● What you should do: Reproduce all records word for word.

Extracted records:
------------------------------------------------

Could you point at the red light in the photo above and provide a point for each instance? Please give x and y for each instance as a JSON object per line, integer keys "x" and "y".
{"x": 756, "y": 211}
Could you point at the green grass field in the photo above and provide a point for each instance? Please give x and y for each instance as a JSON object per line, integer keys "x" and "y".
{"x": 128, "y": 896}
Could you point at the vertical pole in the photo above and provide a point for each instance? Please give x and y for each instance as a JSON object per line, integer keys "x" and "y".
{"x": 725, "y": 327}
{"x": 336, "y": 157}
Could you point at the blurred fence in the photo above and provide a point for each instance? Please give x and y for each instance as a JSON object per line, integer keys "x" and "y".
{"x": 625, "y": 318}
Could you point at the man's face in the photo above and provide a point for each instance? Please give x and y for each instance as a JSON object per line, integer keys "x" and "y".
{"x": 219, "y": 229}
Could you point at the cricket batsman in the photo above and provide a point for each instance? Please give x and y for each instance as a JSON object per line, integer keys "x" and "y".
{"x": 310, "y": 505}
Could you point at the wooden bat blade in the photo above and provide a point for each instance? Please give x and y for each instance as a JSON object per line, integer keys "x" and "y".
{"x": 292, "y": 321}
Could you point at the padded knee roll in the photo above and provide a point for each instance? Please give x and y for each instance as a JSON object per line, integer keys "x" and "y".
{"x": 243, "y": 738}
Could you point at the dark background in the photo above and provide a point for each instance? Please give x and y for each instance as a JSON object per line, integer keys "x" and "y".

------------------------------------------------

● Answer for the task:
Could you point at the red light in the photo above and provide a point for each instance? Please give x and y for each instance as a JSON object per line, integer keys "x" and "y".
{"x": 756, "y": 211}
Could you point at the green grass field in the photo above and provide a point for each instance? Please give x and y for each instance as a JSON object per line, integer keys "x" and "y".
{"x": 128, "y": 896}
Could you point at the vertical pole in the photo above and provide a point for each instance? Please give x and y for each instance as a JSON object per line, integer keys "x" and "y".
{"x": 725, "y": 327}
{"x": 336, "y": 157}
Could you point at the blurred fence in the photo above and provide a point for each instance? Please give x and y for each instance as a JSON object per line, integer keys "x" and "y".
{"x": 625, "y": 318}
Could you point at the man's face in the photo above and provide a point for each instance? Please give x and y for each instance as a JSON object per line, integer keys "x" and "y".
{"x": 219, "y": 229}
Could you point at the cricket batsman in the photo above and provide a point for each instance? Please give x and y for each instance as a JSON object per line, integer keys "x" and "y".
{"x": 310, "y": 505}
Could you point at the wooden bat blade in the photo above and provide a point for each instance? Please give x and y for each instance as a JSON object per line, integer keys "x" and "y".
{"x": 292, "y": 321}
Could you point at the padded knee roll in the photo above and provide a point for each instance? Please give x and y for each instance as a JSON object per line, integer keys "x" and "y".
{"x": 243, "y": 738}
Could you point at the dark background in the photo above and provide a point for each instance? Please give x and y for each instance as a JSON object per line, integer keys "x" and "y".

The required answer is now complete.